■ CONSIGNES ■
(A) Dans l'extrait du document, recopiez le passage de « Photo issue du » à « outil de propagande. » en remplaçant « propagande » par « communication ».
(B) Relevez toutes les années qui figurent dans l'extrait du document, chacune une seule fois.

■ EXTRAIT DU DOCUMENT ■
+--

Intervention de Gérard Sebaoun

Séance en hémicycle du 17 avril 2014 à 9h30
Arrêts de travail et indemnités journalières — Motion de rejet préalable

Photo issue du site de l'Assemblée nationale ou de WikipediaGérard Sebaoun :

Je n’ai pas dit que cela n’existait pas, j’ai dit que cela représentait 3 millions d’euros ! La fraude existe et elle doit être combattue sans faiblesse, monsieur Tian, mais il convient de l’apprécier à sa juste réalité plutôt que d’en faire, comme vous le faites régulièrement, un outil de propagande.

Le comportement abusif de certains acteurs, assurés ou prescripteurs, doit également être repéré et sanctionné, et je reprends à mon compte une phrase du rapport 2012 de la Cour des comptes sur la Sécurité sociale, qui dit que la CNAMTS doit redéfinir clairement sa doctrine sur les contrôles. Leur bilan économique est en effet très limité et, à ce propos, on peut relever l’exemple de la caisse de l’Aube qui, en 2010, a mis en évidence un gain annuel, toutes charges déduites, de 11 000 euros pour 1 400 contrôles effectués, soit un bénéfice de 8 euros par contrôle, ce qui doit aussi nous interroger. Il nous faut donc mieux contrôler, mieux sensibiliser et mieux responsabiliser tous les acteurs.

Un mot sur les gros prescripteurs, dont on parle peu, qualifiés d’« hyper-prescripteurs » par la CNAMTS. Ce sont près d’un millier de médecins qui en 2010 ont prescrit plus de 10 000 journées d’arrêt, quatre fois plus que la moyenne de leurs confrères. Là encore, les outils existent, comme la mise sous accord préalable des praticiens. La campagne 2008 aura, semble-t-il, permis d’éviter, toujours selon la CNAM TS, 9 millions d’euros de dépenses, essentiellement à la médecine libérale, car il faut le rappeler et être justes, les médecins hospitaliers, à l’origine de 20 % des prescriptions d’arrêt maladie, ne sont pas concernés. Je n’ai malheureusement pas le temps d’aborder la question de la densité des praticiens sur les territoires, qui pourrait être intéressante.

+--

■ DONNÉES EXTRAITES ■
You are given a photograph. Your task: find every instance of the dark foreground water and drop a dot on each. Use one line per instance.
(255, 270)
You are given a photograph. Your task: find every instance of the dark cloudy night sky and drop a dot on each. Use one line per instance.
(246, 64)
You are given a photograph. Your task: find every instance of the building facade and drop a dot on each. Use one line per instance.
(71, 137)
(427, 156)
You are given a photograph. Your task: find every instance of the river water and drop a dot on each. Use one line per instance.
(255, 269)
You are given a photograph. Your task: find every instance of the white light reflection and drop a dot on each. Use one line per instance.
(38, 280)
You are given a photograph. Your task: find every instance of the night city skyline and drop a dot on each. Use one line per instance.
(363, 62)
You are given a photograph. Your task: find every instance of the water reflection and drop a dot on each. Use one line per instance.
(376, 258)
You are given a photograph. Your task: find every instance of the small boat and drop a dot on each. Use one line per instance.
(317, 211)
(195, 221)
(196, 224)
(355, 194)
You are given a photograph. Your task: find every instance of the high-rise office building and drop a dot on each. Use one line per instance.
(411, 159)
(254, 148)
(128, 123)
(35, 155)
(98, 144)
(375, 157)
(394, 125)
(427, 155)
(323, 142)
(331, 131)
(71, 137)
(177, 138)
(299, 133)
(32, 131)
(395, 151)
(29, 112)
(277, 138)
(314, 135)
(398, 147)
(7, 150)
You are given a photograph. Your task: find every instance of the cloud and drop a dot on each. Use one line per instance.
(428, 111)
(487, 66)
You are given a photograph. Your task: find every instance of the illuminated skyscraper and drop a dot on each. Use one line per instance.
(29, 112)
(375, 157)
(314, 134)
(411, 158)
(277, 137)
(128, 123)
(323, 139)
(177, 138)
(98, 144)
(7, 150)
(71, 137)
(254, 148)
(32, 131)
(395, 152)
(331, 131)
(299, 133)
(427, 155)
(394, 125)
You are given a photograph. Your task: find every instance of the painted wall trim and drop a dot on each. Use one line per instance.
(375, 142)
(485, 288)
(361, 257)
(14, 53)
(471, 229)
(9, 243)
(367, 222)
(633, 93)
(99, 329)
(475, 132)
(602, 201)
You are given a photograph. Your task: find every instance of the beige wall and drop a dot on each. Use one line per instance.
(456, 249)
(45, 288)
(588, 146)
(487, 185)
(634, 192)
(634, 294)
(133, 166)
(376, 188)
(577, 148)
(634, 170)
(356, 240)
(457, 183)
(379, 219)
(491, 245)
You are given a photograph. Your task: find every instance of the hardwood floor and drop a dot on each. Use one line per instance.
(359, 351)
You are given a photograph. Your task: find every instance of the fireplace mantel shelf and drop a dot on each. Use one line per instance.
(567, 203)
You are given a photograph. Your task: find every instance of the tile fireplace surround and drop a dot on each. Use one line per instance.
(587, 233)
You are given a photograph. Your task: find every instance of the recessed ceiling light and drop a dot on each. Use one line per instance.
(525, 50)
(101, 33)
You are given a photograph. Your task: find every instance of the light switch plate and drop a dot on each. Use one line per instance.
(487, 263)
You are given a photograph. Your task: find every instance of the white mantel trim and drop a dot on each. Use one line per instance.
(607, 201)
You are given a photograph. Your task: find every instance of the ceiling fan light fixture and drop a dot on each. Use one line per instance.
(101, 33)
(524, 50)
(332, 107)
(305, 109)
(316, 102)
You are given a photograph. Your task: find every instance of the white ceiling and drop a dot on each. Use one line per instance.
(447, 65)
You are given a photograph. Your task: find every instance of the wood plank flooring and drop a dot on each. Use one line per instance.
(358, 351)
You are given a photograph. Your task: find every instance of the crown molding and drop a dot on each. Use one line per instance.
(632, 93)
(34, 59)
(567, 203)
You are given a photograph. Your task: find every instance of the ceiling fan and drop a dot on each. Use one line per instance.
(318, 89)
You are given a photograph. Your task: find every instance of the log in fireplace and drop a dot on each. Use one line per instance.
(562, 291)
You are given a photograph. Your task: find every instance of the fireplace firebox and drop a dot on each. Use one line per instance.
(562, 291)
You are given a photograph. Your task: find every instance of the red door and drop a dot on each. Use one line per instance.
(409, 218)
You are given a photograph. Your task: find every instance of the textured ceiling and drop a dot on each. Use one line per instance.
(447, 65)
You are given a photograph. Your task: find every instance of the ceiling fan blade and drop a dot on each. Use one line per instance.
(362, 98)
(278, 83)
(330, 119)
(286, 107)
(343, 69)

+--

■ RÉPONSES ■
(A)
Photo issue du site de l'Assemblée nationale ou de WikipediaGérard Sebaoun :

Je n’ai pas dit que cela n’existait pas, j’ai dit que cela représentait 3 millions d’euros ! La fraude existe et elle doit être combattue sans faiblesse, monsieur Tian, mais il convient de l’apprécier à sa juste réalité plutôt que d’en faire, comme vous le faites régulièrement, un outil de communication.

(B) 2014, 2012, 2010, 2008